--- start ---
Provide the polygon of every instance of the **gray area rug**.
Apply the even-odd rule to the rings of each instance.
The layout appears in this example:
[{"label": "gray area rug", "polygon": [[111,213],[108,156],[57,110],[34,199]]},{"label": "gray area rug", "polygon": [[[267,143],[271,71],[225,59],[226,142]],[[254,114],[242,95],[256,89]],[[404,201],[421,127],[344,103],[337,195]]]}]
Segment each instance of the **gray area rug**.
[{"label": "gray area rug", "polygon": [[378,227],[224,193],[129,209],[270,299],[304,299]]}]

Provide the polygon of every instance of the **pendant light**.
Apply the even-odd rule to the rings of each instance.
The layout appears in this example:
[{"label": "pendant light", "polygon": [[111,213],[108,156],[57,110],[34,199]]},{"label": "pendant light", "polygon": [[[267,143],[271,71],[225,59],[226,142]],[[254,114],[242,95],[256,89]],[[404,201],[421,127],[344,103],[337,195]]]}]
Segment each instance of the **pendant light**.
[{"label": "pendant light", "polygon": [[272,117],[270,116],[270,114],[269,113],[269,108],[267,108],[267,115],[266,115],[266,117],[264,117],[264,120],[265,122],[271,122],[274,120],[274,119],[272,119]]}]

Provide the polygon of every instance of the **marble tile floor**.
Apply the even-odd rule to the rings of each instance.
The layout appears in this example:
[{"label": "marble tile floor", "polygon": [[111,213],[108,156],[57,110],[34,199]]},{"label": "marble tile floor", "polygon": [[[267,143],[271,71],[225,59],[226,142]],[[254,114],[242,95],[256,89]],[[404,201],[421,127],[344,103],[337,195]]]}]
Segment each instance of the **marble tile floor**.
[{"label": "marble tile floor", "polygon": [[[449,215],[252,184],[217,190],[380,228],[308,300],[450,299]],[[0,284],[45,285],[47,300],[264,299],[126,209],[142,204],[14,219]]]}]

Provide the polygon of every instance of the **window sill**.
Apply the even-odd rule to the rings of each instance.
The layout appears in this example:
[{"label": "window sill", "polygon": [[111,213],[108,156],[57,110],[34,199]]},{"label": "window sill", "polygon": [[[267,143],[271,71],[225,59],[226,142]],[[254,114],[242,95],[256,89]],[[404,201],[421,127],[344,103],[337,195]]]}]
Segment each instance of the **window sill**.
--- end ---
Aim of the exercise - Could you give again exactly the lines from the line containing "Provide the polygon of every instance of the **window" through the final line of the data above, and no others?

Written response -
Provide the polygon of every instance of the **window sill**.
Apply the even-odd rule to the rings of each instance.
The layout appears in this example:
[{"label": "window sill", "polygon": [[111,213],[108,156],[57,110],[34,199]]},{"label": "window sill", "polygon": [[[267,143],[271,71],[225,59],[226,142]],[[254,114],[242,95],[256,89]],[[404,201],[421,127],[344,103],[337,195]]]}]
Segment each instance of the **window sill**.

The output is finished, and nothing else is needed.